■ **GIVEN EXERCISE**:
Please recast the records from the start through the line containing "top-left (447, 64), bottom-right (479, 97)" as a two-column CSV with the columns input and output. Each row pairs the text asked with the answer that follows it, each in one quoted field with line breaks turned into spaces, and the pictures are left out.

■ **EXTRACTED MATERIAL**:
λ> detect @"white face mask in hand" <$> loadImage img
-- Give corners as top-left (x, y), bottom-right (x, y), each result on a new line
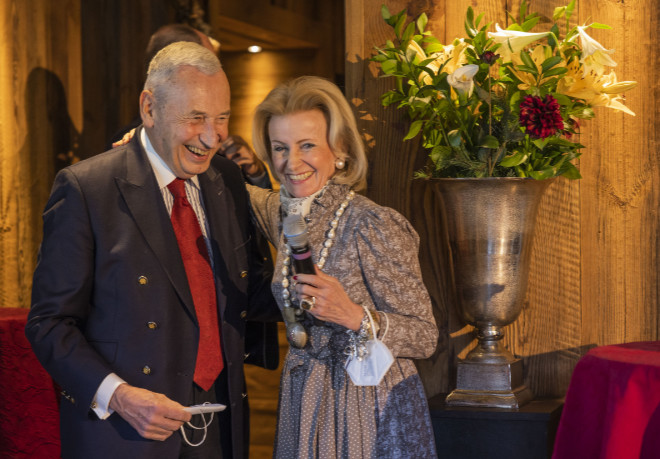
top-left (346, 308), bottom-right (394, 386)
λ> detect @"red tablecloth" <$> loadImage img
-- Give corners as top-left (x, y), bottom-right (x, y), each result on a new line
top-left (553, 341), bottom-right (660, 459)
top-left (0, 308), bottom-right (60, 459)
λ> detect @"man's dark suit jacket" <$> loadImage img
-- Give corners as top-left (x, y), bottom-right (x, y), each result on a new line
top-left (26, 131), bottom-right (277, 458)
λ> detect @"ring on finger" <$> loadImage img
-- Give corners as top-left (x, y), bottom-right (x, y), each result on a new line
top-left (300, 296), bottom-right (316, 311)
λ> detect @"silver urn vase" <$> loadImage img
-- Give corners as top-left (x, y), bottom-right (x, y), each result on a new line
top-left (432, 178), bottom-right (553, 409)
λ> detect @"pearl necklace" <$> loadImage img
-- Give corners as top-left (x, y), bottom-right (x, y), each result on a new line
top-left (282, 190), bottom-right (355, 315)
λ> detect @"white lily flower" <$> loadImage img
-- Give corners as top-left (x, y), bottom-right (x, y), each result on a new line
top-left (488, 24), bottom-right (550, 62)
top-left (577, 26), bottom-right (616, 76)
top-left (447, 64), bottom-right (479, 97)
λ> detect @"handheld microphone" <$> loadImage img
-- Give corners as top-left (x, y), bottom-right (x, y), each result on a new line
top-left (282, 214), bottom-right (316, 312)
top-left (282, 214), bottom-right (316, 274)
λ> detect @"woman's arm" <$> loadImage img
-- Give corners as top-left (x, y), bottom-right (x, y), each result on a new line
top-left (355, 207), bottom-right (438, 359)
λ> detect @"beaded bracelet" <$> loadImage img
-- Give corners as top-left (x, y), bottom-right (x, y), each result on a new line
top-left (344, 306), bottom-right (380, 361)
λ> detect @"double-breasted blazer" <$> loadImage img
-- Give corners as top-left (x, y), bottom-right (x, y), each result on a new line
top-left (26, 131), bottom-right (277, 458)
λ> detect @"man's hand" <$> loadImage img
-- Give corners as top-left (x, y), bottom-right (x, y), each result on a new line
top-left (110, 384), bottom-right (192, 441)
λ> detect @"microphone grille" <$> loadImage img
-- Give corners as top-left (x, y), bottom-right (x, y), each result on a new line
top-left (282, 214), bottom-right (309, 248)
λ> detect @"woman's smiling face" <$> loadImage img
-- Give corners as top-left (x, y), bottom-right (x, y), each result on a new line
top-left (268, 110), bottom-right (337, 198)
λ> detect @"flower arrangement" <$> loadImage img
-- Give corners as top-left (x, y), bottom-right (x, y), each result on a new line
top-left (372, 0), bottom-right (636, 179)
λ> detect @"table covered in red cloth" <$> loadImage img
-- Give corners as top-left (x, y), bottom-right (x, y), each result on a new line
top-left (0, 308), bottom-right (60, 459)
top-left (552, 341), bottom-right (660, 459)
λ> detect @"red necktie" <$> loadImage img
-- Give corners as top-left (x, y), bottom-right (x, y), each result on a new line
top-left (167, 178), bottom-right (224, 390)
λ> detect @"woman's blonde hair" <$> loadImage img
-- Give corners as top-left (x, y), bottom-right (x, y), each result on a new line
top-left (252, 76), bottom-right (367, 190)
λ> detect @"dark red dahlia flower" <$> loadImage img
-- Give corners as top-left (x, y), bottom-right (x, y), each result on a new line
top-left (479, 51), bottom-right (500, 65)
top-left (520, 94), bottom-right (564, 139)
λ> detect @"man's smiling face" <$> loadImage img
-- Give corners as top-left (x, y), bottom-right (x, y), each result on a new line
top-left (141, 66), bottom-right (230, 179)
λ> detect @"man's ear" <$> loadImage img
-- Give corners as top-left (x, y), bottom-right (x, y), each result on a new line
top-left (140, 89), bottom-right (156, 128)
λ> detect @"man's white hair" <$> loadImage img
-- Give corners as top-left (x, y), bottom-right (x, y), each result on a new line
top-left (144, 41), bottom-right (222, 98)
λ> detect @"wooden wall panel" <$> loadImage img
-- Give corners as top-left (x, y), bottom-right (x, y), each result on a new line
top-left (0, 0), bottom-right (82, 307)
top-left (579, 0), bottom-right (660, 344)
top-left (346, 0), bottom-right (660, 397)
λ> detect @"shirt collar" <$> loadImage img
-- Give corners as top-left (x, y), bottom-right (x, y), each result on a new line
top-left (140, 128), bottom-right (199, 190)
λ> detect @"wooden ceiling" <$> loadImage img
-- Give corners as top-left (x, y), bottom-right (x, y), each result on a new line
top-left (208, 0), bottom-right (343, 53)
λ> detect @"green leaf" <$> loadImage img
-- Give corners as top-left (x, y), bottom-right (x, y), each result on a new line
top-left (500, 151), bottom-right (529, 167)
top-left (394, 14), bottom-right (407, 37)
top-left (479, 135), bottom-right (500, 150)
top-left (429, 145), bottom-right (452, 164)
top-left (401, 22), bottom-right (415, 42)
top-left (417, 13), bottom-right (429, 33)
top-left (552, 6), bottom-right (566, 22)
top-left (447, 129), bottom-right (463, 147)
top-left (426, 43), bottom-right (445, 54)
top-left (403, 120), bottom-right (424, 140)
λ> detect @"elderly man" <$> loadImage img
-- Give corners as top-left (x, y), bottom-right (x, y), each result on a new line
top-left (26, 42), bottom-right (277, 459)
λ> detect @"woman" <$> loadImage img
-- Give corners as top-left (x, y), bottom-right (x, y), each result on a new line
top-left (250, 77), bottom-right (438, 459)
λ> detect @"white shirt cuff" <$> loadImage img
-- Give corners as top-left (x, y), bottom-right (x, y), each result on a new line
top-left (92, 373), bottom-right (126, 419)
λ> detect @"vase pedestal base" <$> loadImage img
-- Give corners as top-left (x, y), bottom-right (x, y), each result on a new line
top-left (446, 359), bottom-right (534, 409)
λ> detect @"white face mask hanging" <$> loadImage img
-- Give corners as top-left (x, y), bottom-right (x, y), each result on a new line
top-left (346, 307), bottom-right (394, 386)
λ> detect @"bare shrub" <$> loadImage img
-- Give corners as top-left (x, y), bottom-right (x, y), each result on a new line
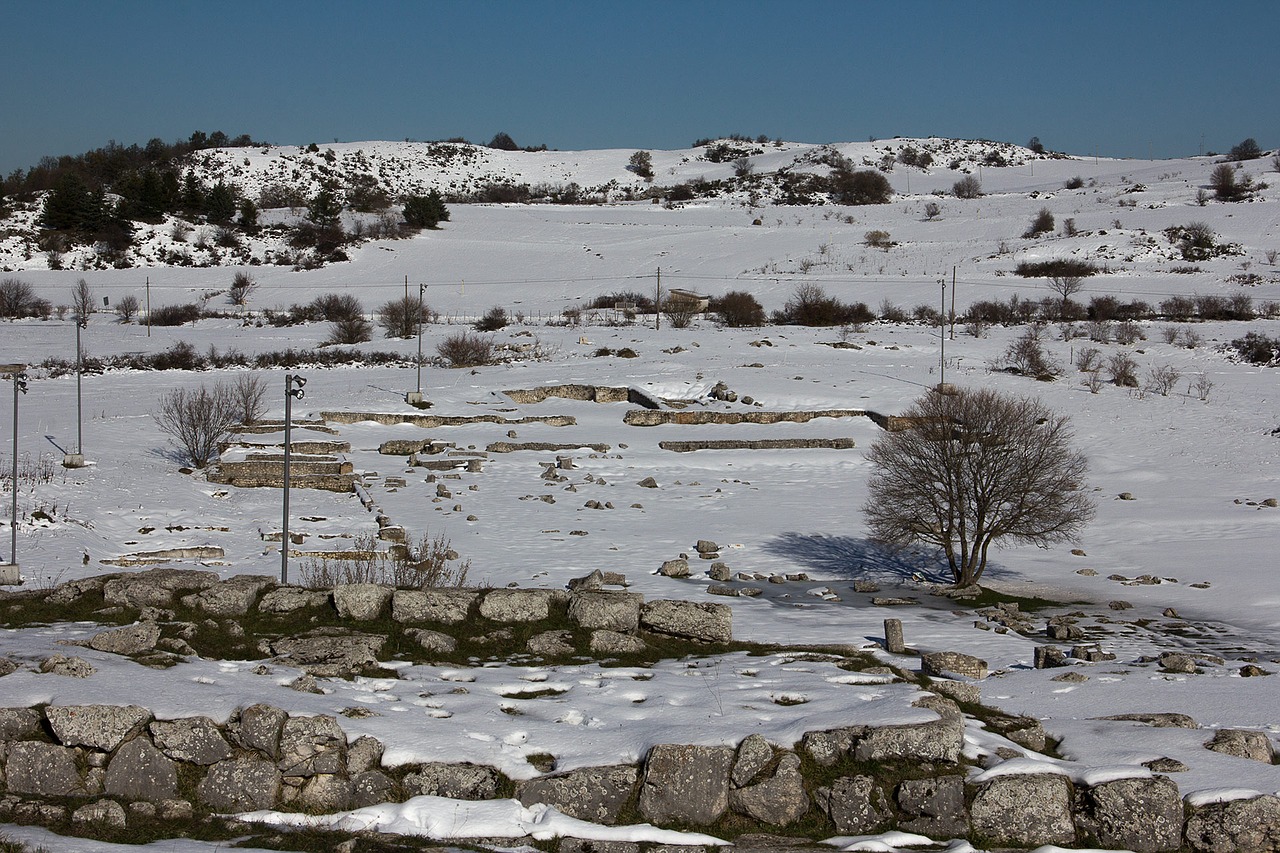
top-left (227, 270), bottom-right (257, 305)
top-left (1107, 352), bottom-right (1138, 388)
top-left (1187, 373), bottom-right (1213, 402)
top-left (1147, 364), bottom-right (1183, 397)
top-left (951, 174), bottom-right (982, 199)
top-left (375, 296), bottom-right (430, 338)
top-left (863, 389), bottom-right (1094, 587)
top-left (151, 383), bottom-right (237, 467)
top-left (115, 293), bottom-right (138, 323)
top-left (709, 291), bottom-right (764, 328)
top-left (227, 373), bottom-right (266, 424)
top-left (1075, 347), bottom-right (1102, 373)
top-left (435, 332), bottom-right (493, 368)
top-left (998, 327), bottom-right (1062, 379)
top-left (325, 314), bottom-right (374, 345)
top-left (1023, 207), bottom-right (1055, 238)
top-left (72, 278), bottom-right (93, 325)
top-left (1116, 320), bottom-right (1147, 346)
top-left (475, 305), bottom-right (511, 332)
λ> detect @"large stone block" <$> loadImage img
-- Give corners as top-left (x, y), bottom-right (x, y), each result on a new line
top-left (517, 765), bottom-right (640, 826)
top-left (568, 592), bottom-right (644, 634)
top-left (105, 738), bottom-right (178, 803)
top-left (640, 599), bottom-right (733, 643)
top-left (196, 757), bottom-right (282, 812)
top-left (1076, 776), bottom-right (1183, 853)
top-left (45, 704), bottom-right (151, 752)
top-left (640, 744), bottom-right (733, 826)
top-left (392, 589), bottom-right (480, 625)
top-left (333, 584), bottom-right (393, 622)
top-left (969, 774), bottom-right (1075, 847)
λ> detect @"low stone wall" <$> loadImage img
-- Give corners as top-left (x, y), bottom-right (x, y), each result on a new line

■ **FULL OUTPUT**:
input,output
"λ> detect @""white face mask in hand"" <$> loadImage img -- Give corners as top-left (x, y), bottom-right (x, y), each result on a new line","top-left (346, 308), bottom-right (394, 386)"
"λ> detect @""red tablecloth"" <$> loadImage img -- Give corners as top-left (x, y), bottom-right (x, y), each result on a new line","top-left (553, 341), bottom-right (660, 459) top-left (0, 308), bottom-right (60, 459)"
"λ> detect @""man's dark suit jacket"" <$> loadImage img -- Give corners as top-left (x, y), bottom-right (x, y), each result on a new line","top-left (26, 131), bottom-right (277, 458)"
"λ> detect @""ring on finger"" <$> loadImage img -- Give corners as top-left (x, y), bottom-right (x, y), each result on a new line","top-left (300, 296), bottom-right (316, 311)"
"λ> detect @""silver urn vase"" <$> loadImage img -- Give corners as top-left (x, y), bottom-right (x, y), each result on a new line","top-left (432, 178), bottom-right (553, 409)"
"λ> detect @""pearl necklace"" <$> loadImage img -- Give corners as top-left (x, y), bottom-right (x, y), each result on a new line","top-left (282, 190), bottom-right (355, 315)"
"λ> detect @""white lily flower"" <$> loadImage img -- Give corners as top-left (x, y), bottom-right (x, y), each result on a new line","top-left (488, 24), bottom-right (550, 62) top-left (577, 26), bottom-right (616, 76) top-left (447, 64), bottom-right (479, 97)"